-- Begin SOURCE RECORDS --
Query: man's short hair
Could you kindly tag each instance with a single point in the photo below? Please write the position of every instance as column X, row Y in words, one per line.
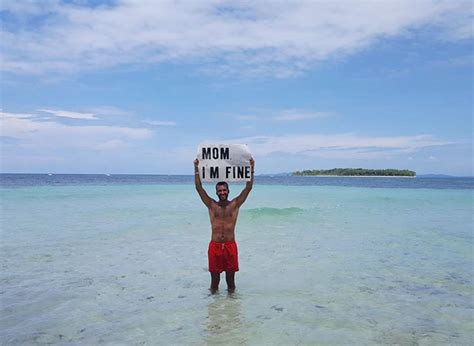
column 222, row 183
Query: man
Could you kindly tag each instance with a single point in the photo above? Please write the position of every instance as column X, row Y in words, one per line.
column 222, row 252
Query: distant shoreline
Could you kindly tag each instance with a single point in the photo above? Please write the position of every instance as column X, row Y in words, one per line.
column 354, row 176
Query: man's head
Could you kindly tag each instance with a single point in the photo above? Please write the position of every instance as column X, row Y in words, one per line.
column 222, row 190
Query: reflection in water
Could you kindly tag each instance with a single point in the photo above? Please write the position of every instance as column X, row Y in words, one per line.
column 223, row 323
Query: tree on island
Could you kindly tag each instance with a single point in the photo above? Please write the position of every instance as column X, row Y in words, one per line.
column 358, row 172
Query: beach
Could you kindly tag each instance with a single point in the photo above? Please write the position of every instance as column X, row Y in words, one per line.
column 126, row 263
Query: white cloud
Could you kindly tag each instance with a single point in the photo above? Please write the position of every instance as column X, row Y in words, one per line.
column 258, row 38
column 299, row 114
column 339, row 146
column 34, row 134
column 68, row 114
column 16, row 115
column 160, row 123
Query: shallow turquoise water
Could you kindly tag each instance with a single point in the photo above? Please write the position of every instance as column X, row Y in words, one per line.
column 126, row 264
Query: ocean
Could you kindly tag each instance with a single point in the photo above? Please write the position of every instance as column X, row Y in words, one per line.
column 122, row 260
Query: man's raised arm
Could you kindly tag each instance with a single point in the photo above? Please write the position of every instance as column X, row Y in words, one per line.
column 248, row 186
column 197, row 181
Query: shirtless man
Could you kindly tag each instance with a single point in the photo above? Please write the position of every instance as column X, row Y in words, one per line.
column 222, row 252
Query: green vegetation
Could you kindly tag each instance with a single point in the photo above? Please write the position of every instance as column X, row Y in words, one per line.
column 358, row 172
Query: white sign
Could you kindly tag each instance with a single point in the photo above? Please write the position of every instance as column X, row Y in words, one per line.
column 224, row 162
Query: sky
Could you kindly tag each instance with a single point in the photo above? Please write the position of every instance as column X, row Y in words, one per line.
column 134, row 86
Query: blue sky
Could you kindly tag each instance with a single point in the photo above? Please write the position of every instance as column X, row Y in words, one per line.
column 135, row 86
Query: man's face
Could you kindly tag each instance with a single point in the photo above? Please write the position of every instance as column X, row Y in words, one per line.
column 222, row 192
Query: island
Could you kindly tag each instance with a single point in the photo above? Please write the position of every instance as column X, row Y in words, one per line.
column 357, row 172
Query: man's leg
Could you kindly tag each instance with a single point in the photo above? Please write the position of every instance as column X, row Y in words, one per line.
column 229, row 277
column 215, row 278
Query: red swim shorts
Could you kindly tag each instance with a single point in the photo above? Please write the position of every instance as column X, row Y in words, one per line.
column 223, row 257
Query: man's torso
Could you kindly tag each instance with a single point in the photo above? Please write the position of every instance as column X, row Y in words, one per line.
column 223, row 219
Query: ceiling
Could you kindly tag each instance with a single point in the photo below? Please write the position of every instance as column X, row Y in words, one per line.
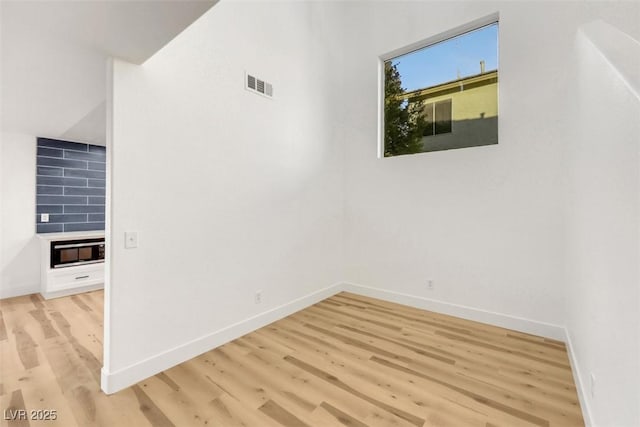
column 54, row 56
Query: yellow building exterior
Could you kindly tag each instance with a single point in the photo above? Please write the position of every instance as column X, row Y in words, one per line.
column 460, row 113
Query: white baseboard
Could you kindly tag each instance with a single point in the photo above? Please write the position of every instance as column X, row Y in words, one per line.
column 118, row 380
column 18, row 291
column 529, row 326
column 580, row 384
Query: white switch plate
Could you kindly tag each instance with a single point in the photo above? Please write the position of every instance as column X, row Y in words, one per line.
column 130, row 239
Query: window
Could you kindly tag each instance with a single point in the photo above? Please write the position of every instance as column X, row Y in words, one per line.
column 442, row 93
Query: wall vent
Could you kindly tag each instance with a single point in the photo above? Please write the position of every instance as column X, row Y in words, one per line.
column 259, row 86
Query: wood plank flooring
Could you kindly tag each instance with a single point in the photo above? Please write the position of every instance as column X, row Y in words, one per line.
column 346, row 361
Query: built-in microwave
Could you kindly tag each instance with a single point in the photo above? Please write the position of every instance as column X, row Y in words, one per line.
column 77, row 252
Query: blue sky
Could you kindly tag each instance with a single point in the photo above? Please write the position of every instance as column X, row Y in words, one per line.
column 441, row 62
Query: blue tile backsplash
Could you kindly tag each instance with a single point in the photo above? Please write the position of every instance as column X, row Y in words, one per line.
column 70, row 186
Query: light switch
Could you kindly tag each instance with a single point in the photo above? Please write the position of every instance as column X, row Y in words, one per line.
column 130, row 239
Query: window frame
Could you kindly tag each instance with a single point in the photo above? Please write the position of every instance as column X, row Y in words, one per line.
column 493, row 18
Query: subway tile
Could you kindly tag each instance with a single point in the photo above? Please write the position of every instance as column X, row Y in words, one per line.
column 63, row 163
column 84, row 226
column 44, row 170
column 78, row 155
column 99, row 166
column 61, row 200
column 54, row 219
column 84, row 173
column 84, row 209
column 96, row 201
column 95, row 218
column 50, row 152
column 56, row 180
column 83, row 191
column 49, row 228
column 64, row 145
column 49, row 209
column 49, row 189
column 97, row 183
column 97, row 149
-- End SOURCE RECORDS --
### GIVEN INSTRUCTION
Please convert all of the items above into a two-column CSV with the columns "prompt" and "points", one row per item. Put each item's text and its answer in a single quoted field each, replace line breaks with spaces, and leave out the pictures.

### OUTPUT OF THE TASK
prompt,points
"Query: man's short hair Could you kindly tag each instance with a single point in the photo below? Please write the position of every instance as column X, row Y in words, one per line.","column 222, row 183"
"Query: man Could you kindly tag each instance with a single point in the photo above? Please write the position of every instance as column X, row Y in words, one per line.","column 222, row 252"
"Query: distant shoreline Could you kindly tag each instance with a single point in the photo above? Please write the position of every instance as column X, row Y in words, one per line.","column 354, row 176"
"Query: man's head Could you kindly tag each instance with a single point in the photo above? Please write the position of every instance as column X, row Y in words, one per line.","column 222, row 190"
"Query: reflection in water Could you kindly tag each instance with a single point in the photo above? Please write the position of every instance as column X, row Y in words, one per line.","column 223, row 323"
"Query: tree on island Could you kindly tag each instance with a single point in the photo above? Please write the position of every instance as column X, row Y in words, one per line.","column 358, row 172"
"Query: beach Could you kindly tag each instance with a single point in the photo above? Please write the position of every instance as column X, row Y in words, one per line.","column 126, row 263"
"Query: white cloud Could you kindly tag each instance with a single point in the photo above? Please write the position of every instance as column X, row Y in words, one per line.","column 258, row 38 column 299, row 114 column 339, row 146 column 34, row 134 column 68, row 114 column 16, row 115 column 160, row 123"
"Query: shallow turquoise water Could you kindly tag each instance with a single point in the photo above? Please write the position of every instance as column X, row Y in words, one per line.","column 126, row 264"
"Query: ocean Could you kindly tag each instance with a single point in the photo above? Please write the position of every instance as column X, row Y in words, one per line.","column 122, row 260"
"Query: man's raised arm Could you kindly tag each instance with a single point in the photo above? Please write the position of every instance as column X, row Y in words, one per line.","column 248, row 186 column 197, row 181"
"Query: shirtless man Could you kindly tag each instance with a single point in the photo above? Please write the position of every instance as column X, row Y in words, one per line.","column 222, row 252"
"Query: green vegetation Could you kindly tag each instance with a single point in the photo above? Please write the position of every instance as column X, row Y in words, one per line.","column 358, row 172"
"Query: white sign Could you kindly tag each instance with a single point in the photo above? Please write the position of every instance as column X, row Y in words, one per line.","column 224, row 162"
"Query: sky Could you kindly tag each instance with a single point in the photo above? Please write the position of every instance as column X, row Y in words, one per line.","column 134, row 86"
"Query: blue sky Could you kindly tag each instance with a single point in the photo above? Please write the position of every instance as column X, row Y in words, one per line.","column 135, row 86"
"Query: man's face Could you kindly tag each instance with a single point in the photo above? Please write the position of every instance as column X, row Y in words, one per line.","column 222, row 192"
"Query: island Could you kindly tag each instance with a single point in the photo above? Please write the position of every instance as column X, row Y in words, one per line.","column 357, row 172"
"Query: man's leg Could you kindly tag each instance with a single point in the photo above? Please write the position of every instance as column X, row Y in words, one per line.","column 229, row 277 column 215, row 278"
"Query: red swim shorts Could you kindly tag each instance with a single point in the photo above? Please write the position of every instance as column X, row Y in words, one per line.","column 223, row 257"
"Query: man's torso Could you kindly tag each instance with a single point in the photo above? Please write the position of every instance as column X, row Y in words, one per line.","column 223, row 219"
"Query: ceiling Could you kindly tag each instance with a single point in the photo below? Please write the position of every instance as column X, row Y in words, one per line.","column 54, row 56"
"Query: yellow building exterior Could you kindly tag each instance with a single point in the photo above? Please write the position of every instance as column X, row Y in words, one per line.","column 460, row 113"
"Query: white baseboard Could you kindly tag each instance with a single point in the photo above? Please write the position of every instance as column X, row Y in words, one per line.","column 118, row 380 column 18, row 291 column 529, row 326 column 580, row 384"
"Query: white switch plate Could you kindly tag each instance with a single point in the photo above? Please write the position of every instance as column X, row Y in words, one per line.","column 130, row 239"
"Query: window Could you kindly tag each instance with a single point in the photo above? Please write the position of every instance as column X, row Y in words, one per line.","column 442, row 93"
"Query: wall vent Could you kindly tag each instance with a single point in the photo above? Please write the position of every instance as column X, row Y in words, one per line.","column 259, row 86"
"Query: wood plank flooring Could you kindly tag each instance with a single point in the photo above? Please write the position of every instance as column X, row Y in words, one per line.","column 346, row 361"
"Query: built-in microwave Could you kindly tag each instance with a single point in the photo above? Please write the position of every instance as column X, row Y in words, one per line.","column 77, row 252"
"Query: blue sky Could you kindly tag each instance with a single point in the photo above? Please write the position of every instance as column X, row Y in words, one per line.","column 441, row 62"
"Query: blue tile backsplash Could you kindly tag each instance with a single point in the photo above? Please write the position of every instance as column X, row Y in words, one per line.","column 70, row 186"
"Query: light switch Could you kindly tag each instance with a single point in the photo above? Please write the position of every instance as column X, row Y in words, one per line.","column 130, row 239"
"Query: window frame Could you kindly tag each instance with a single point in the photo above? Please write the position of every instance as column X, row Y in words, one per line.","column 493, row 18"
"Query: subway tile Could you kindly tag each instance with a single point in the photo above? Please write the position of every instance as column X, row Y in words, one per line.","column 63, row 163 column 84, row 226 column 44, row 170 column 78, row 155 column 99, row 166 column 61, row 200 column 54, row 219 column 84, row 173 column 84, row 209 column 96, row 201 column 95, row 218 column 50, row 152 column 56, row 180 column 83, row 191 column 49, row 228 column 64, row 145 column 49, row 209 column 49, row 189 column 97, row 183 column 97, row 149"